PROBLEMS TO WORK ON
- 1) In the mailing-list message about Outlook file types, list every file name ending in .dbx that appears in the file command output, giving each name once.
- 2) Continue the mailing-list message about Outlook file types from its last shown sentence.
··· PAGE EXCERPT ···
[File] [PATCH] Magdir/Windows Microsoft Outlook Express DBX file+Nickfile *.NK2

Christos Zoulas christos at zoulas.com
Sat Jul 2 17:46:20 UTC 2022


Committed, thanks!

christos

> On Jun 29, 2022, at 8:07 PM, Jörg Jenderek <joerg.jen.der.ek at gmx.net> wrote:
> 
> -----BEGIN PGP SIGNED MESSAGE-----
> Hash: SHA1
> 
> Hello,
> 
> some days ago i handles some Outlook Personal storage table files.
> 
> So I look for more other file type belonging or generated by
> Microsoft Outlook. When running file command version 5.42 on such
> examples and related files i get an output like:
> 
> Entwuerfe.dbx:                 MS Outlook Express DBX file,
> 			       message database
> Folders.dbx:                   MS Outlook Express DBX file,
> 			       folder database
> GeloeschteObjekte.dbx:         MS Outlook Express DBX file,
> 			       message database
> NK2Edit.dat:                   data
> NK2Edit.nk2.NK2Edit.bak:       data
> Offline.dbx:                   MS Outlook Express DBX file,
> 			       offline database
> Posteingang.dbx:               MS Outlook Express DBX file,
> 			       message database
> example.n2k:                   data
> fmt-838-signature-id-1193.dbx: MS Outlook Express DBX file,
> 			       message database
> fmt-839-signature-id-1194.dbx: MS Outlook Express DBX file,
> 			       folder database
> 
> Furthermore only generic mime type application/octet-stream is
> shown with -i. With option --extension only 3 byte sequence ??? is
> shown.
> 
> For comparison reason i run the file format identification utility
> TrID ( See https://mark0.net/soft-trid-e.html). The DBX examples are
> described as "Outlook Express Database" by dbx.trid.xml.
> The other examples are described as "Outlook Nickfile" by
> nk2.trid.xml (See appended trid-v-dbx.txt.gz).
> 
> For comparison reason i also run the file format identification
> utility DROID ( See https://sourceforge.net/projects/droid/).
> This identifies many DBX examples as "Outlook Express Database".
> The folder database variants like example Folders.dbx are described
> as "Outlook Express Folder Database" by PUID fmt/839. The message
> database variants like example Posteingang.dbx are described as
> "Outlook Express Message Database" by PUID fmt/838. The offline
> database variant like example Offline.dbx is not recognized and
> described wrong as "Microsoft Visual FoxPro Table". The non DBX
> examples are not recognized (See appended droid-dbx.csv.gz).
··· PROVIDED MATERIAL ···
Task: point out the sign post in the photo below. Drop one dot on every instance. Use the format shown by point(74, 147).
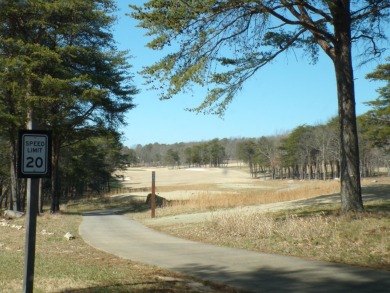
···
EXERCISE ANSWERS
- 1)
Entwuerfe.dbx
Folders.dbx
GeloeschteObjekte.dbx
Offline.dbx
Posteingang.dbx
fmt-838-signature-id-1193.dbx
fmt-839-signature-id-1194.dbx

- 2)
> 
> Luckily DROID and TrID with -v option shows a related URL and used
> file name extensions. With this information i was able to find a
> page about Outlook Express Database on file formats archive team web
> site. There a link to software ol2mbox with unofficial FILE-FORMAT
> is mentioned. That informations are now expressed by additional
> comment lines inside Magdir/Windows like:
> 
> # URL:		http://fileformats.archiveteam.org/
> #		wiki/Outlook_Express_Database
> # Reference:	http://mark0.net/download/triddefs_xml.7z
> #		defs/d/dbx.trid.xml
> #		https://sourceforge.net/projects/ol2mbox/files/LibDBX
> #		/v1.0.4/libdbx_1.0.4.tar.gz/FILE-FORMAT
> 
> 
> The description happens inside  Magdir/Windows by lines like:
> 0	string	\xCF\xAD\x12\xFE	MS Outlook Express DBX file
>> 4	byte	=0xC5			\b, message database
>> 4	byte	=0xC6			\b, folder database
>> 4	byte	=0xC7			\b, account information
>> 4	byte	=0x30			\b, offline database
> 
> After the 4 starting magic bytes sub classification is done by byte
> at offset four. In reality this is the beginning of a characteristic
> class ID (CLSID) mentioned on reference site. For control reason that
> can be shown by line like:
>>> 4	guid	x			\b, CLSID %s
> So CLSID 6F74FDC5-E366-11d1-9A4E-00C04FA309D4 is used for Message and
> so on.
> 
> The DROID samples fmt-838-signature-id-1193.dbx and
> fmt-839-signature-id-1194.dbx are
> not real Outlook examples. These contain just few dozen starting
> bytes of such outlook files. To skip these samples from
> misidentification just also test for existence of later field like
> file size  value. So this now starts like:
> 0	string	\xCF\xAD\x12\xFE
>> 0x7C	ulelong	>0			MS Outlook Express DBX file
> !:mime		application/x-ms-dbx
> !:ext	dbx
> I found no official registered mime type. So instead of generic
> application/octet-stream i display an user defined one.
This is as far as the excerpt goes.